Stored records —
start

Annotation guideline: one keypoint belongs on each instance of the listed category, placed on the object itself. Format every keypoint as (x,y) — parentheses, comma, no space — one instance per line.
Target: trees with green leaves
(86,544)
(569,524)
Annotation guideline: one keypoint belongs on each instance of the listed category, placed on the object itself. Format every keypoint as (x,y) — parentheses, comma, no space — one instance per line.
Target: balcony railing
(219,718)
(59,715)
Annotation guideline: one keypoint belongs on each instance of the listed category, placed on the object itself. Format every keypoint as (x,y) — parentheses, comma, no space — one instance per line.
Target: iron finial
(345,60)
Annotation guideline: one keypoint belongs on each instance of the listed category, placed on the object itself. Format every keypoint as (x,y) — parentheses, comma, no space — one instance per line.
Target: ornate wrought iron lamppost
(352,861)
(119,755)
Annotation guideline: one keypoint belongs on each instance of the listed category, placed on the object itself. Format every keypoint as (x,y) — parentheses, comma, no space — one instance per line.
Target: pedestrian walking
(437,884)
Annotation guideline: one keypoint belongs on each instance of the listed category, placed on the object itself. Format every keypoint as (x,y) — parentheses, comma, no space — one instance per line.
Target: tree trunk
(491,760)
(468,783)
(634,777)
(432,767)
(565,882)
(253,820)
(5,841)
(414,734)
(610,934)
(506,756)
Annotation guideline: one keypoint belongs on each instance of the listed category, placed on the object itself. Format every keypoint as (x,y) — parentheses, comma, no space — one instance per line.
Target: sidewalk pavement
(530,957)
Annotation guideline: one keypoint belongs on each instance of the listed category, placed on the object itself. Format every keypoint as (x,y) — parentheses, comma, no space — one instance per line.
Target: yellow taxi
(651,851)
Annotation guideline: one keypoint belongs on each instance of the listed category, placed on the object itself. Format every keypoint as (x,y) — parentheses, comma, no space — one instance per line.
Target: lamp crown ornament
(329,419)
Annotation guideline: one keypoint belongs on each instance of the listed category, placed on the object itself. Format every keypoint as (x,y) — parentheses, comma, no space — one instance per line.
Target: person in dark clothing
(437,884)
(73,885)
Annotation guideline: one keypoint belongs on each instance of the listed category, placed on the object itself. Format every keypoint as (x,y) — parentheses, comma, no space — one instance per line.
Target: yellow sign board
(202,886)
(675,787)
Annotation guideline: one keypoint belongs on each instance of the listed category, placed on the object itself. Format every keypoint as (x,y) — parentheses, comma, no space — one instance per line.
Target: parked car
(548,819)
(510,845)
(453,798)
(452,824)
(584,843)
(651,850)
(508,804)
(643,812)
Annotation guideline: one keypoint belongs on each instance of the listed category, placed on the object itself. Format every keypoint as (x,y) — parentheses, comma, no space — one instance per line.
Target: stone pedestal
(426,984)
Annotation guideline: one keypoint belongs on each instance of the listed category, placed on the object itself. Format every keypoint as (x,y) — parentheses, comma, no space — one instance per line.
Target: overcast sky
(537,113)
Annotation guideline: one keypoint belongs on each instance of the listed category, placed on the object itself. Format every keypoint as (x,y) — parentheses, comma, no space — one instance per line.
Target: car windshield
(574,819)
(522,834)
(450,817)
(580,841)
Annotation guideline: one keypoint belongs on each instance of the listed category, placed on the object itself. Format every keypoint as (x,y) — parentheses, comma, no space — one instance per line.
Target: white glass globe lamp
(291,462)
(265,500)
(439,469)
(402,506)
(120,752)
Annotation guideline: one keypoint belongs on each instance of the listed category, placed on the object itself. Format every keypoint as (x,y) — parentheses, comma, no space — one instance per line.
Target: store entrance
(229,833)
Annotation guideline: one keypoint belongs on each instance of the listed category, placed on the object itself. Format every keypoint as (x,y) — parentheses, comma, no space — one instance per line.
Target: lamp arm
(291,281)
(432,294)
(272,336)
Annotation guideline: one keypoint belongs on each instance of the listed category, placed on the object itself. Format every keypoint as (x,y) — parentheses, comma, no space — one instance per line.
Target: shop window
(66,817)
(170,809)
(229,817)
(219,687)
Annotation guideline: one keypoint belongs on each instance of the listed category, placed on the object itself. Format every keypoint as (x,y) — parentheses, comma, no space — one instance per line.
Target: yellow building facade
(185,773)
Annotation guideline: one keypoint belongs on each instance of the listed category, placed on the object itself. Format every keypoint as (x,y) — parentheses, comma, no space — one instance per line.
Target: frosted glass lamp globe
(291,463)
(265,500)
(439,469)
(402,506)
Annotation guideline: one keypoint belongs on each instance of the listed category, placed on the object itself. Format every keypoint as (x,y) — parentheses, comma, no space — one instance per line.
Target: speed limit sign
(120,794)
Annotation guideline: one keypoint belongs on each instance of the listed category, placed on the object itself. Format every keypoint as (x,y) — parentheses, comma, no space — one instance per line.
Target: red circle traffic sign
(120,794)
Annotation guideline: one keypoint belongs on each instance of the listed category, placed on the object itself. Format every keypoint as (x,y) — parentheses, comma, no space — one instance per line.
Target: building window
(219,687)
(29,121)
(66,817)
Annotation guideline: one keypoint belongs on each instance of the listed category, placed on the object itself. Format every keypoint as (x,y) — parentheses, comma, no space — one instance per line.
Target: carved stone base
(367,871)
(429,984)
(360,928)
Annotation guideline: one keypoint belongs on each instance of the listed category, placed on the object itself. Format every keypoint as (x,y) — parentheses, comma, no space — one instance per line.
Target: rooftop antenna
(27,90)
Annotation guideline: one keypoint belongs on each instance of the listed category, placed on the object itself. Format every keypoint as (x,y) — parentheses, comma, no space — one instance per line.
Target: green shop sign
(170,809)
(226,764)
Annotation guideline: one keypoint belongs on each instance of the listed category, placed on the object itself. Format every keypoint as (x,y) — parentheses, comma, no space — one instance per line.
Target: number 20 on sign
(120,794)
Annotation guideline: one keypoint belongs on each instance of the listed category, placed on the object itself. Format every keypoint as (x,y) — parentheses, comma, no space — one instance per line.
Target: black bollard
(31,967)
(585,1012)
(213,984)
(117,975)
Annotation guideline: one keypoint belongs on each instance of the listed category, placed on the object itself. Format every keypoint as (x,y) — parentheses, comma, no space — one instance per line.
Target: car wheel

end

Instruction —
Quote each line of the listing above exactly.

Written answer —
Annotation guideline: one keypoint belongs on each instance of the listed category, placed on the object itself. Format every keypoint as (x,y) — parentheses, comma, no space — one instance per line.
Target: trees with green leaves
(86,544)
(569,524)
Annotation guideline: one keypoint belongs on each instance of the listed category, placed on the object itself. Format every keypoint as (x,y) — parentheses, comma, no space — one instance per line.
Target: balcony railing
(219,718)
(59,715)
Annotation guideline: one keypoint belongs on each instance of the listed category, placed on the object itself. Format every keypoint as (x,y) — parentheses, comma, no space — one instance per line.
Target: iron finial
(345,60)
Annotation guideline: one keypoint belongs on each instance of the listed category, placed on the object itself. Format every keypoint as (x,y) — parentheses, comma, no space — one instance per line.
Target: ornate wrought iron lamppost
(352,861)
(119,755)
Annotation guideline: one keypoint belongs on each instance of the listed category, placed on the object itself. Format every keypoint as (x,y) — parentheses, comma, no space — one instance per line.
Target: pedestrian walking
(437,884)
Annotation guideline: one keypoint belongs on each instance of the listed category, placed on the object itself. Format every keypoint as (x,y) — parentheses, comma, no space — one instance per line.
Target: tree trunk
(491,760)
(468,783)
(634,777)
(432,767)
(565,882)
(253,820)
(5,841)
(414,734)
(610,934)
(506,756)
Annotation guideline: one keypoint belongs on each instance of the listed category, placed on the object itself. Format every keypoint as (x,y) — parentheses, comma, no space — one instance per line.
Target: sidewalk pavement
(530,957)
Annotation guideline: one keypoint belongs on each instance of the listed category, placed on the object itself. Format every keypoint as (x,y) — parentheses, comma, no space — one instance per line.
Target: yellow taxi
(651,851)
Annotation guideline: one keypoint belongs on each instance of the listed category, placed on the object itself. Format every keypoint as (x,y) — parentheses, comma, no space — one instance per line.
Target: lamp crown ornament
(329,419)
Annotation guideline: one keypoint belongs on each instance of the listed category, placed on the object itself. Format every keypoint as (x,y) — parentheses, comma, no space — one instance per line.
Target: person in dark clothing
(437,884)
(73,885)
Annotation guideline: one keypoint belongs on each instance of the listed category, placed on the object itself. Format every keypoint as (x,y) — parentheses, comma, no space — one instance per line.
Target: yellow sign board
(202,886)
(675,787)
Annotation guideline: one keypoint belongs on each instance of the listed category, placed on the object itself. Format every keypoint as (x,y) — parentheses, comma, no space — one instance per line.
Target: parked car
(548,819)
(510,845)
(453,798)
(452,824)
(584,843)
(651,850)
(508,804)
(643,812)
Annotation guideline: one keypoint belongs on each instance of the listed category, placed on the object itself. Format every keypoint as (x,y) — parentheses, comma, no space — one instance per line.
Target: stone pedestal
(426,984)
Annotation guideline: one keypoint belongs on each instance of the listed category, placed on the object itself. Format every keypoint as (x,y) — parentheses, comma, no space — one instance per line.
Target: overcast sky
(537,113)
Annotation guideline: one keypoint belongs on each instance of the listed category, placed on the object itself. Format every keypoint as (x,y) — parentheses, comma, no space — one instance per line.
Target: car windshield
(574,819)
(522,834)
(450,817)
(580,841)
Annotation guideline: one keypoint belongs on each instance of the listed category, placed on the object itself. Format every keypoint as (x,y) — parentheses, comma, no space — one instance per line.
Target: white glass globe lamp
(291,462)
(265,500)
(439,469)
(402,506)
(120,752)
Annotation guideline: one keypoint belongs on each instance of the listed category, placed on the object itself. Format every keypoint as (x,y) — parentheses, comma, no space — one instance per line.
Target: store entrance
(229,833)
Annotation guideline: one keypoint belongs on each instance of the listed category, placed on the object itself. Format every keypoint as (x,y) — parentheses, comma, no space — one instance per line.
Target: lamp arm
(291,281)
(432,294)
(272,336)
Annotation guideline: one keypoint belongs on each instance of the listed category, placed on the object itself. Format every keypoint as (x,y) — parentheses, comma, no space — one instance per line.
Target: shop window
(66,817)
(170,809)
(229,817)
(219,687)
Annotation guideline: one keypoint belongs on each instance of the listed category, placed on the object itself. Format every keypoint as (x,y) — parentheses, comma, no space — one instance per line.
Target: yellow building facade
(185,773)
Annotation guideline: one keypoint belongs on each instance of the listed category, placed on the object itself. Format every keypoint as (x,y) — parentheses, comma, no space — one instance per line.
Target: frosted glass lamp globe
(291,463)
(265,500)
(439,469)
(402,506)
Annotation guideline: one keypoint belongs on each instance of the listed category, placed on the object itself. Format every keypoint as (x,y) — parentheses, comma, no space — one instance per line.
Target: speed limit sign
(120,794)
Annotation guideline: one keypoint belongs on each instance of the listed category, placed on the object itself. Format every keypoint as (x,y) — parentheses, comma, no space — one instance per line.
Target: red circle traffic sign
(120,794)
Annotation guideline: one keypoint belongs on each instance of the listed category, placed on the object itself. Format every keypoint as (x,y) — parentheses, comma, no space — one instance per line.
Target: building window
(219,687)
(29,121)
(66,817)
Annotation guideline: one keypoint belongs on each instance of the listed category, placed on the object itself. Format every keypoint as (x,y) — parentheses, comma, no space — one instance per line.
Target: carved stone base
(367,871)
(429,984)
(360,928)
Annotation guideline: one keypoint belongs on each instance of the listed category, placed on the object itself. Format every keypoint as (x,y) — parentheses, comma, no space — one instance per line.
Target: rooftop antenna
(27,90)
Annotation guideline: one keypoint belongs on each instance of the listed category, placed on the object itself. Format every keypoint as (x,y) — parentheses, comma, no space — one instance per line.
Target: green shop sign
(170,809)
(226,764)
Annotation guideline: one keypoint belongs on each instance of the listed category, placed on the object itself. Format every keypoint as (x,y) — parentheses, comma, no space — one instance per line.
Target: number 20 on sign
(120,794)
Annotation guideline: one keypoint belongs on each instance of the listed category, placed on the object itself. Format every keypoint as (x,y) — parentheses, comma, no space — one instance per line.
Target: black bollard
(31,967)
(585,1012)
(213,984)
(117,975)
Annotation guideline: one keypoint belongs on each instance of the listed category, placed on the object itself. Format every keypoint as (x,y) — parentheses, comma, no space — one instance per line.
Target: car wheel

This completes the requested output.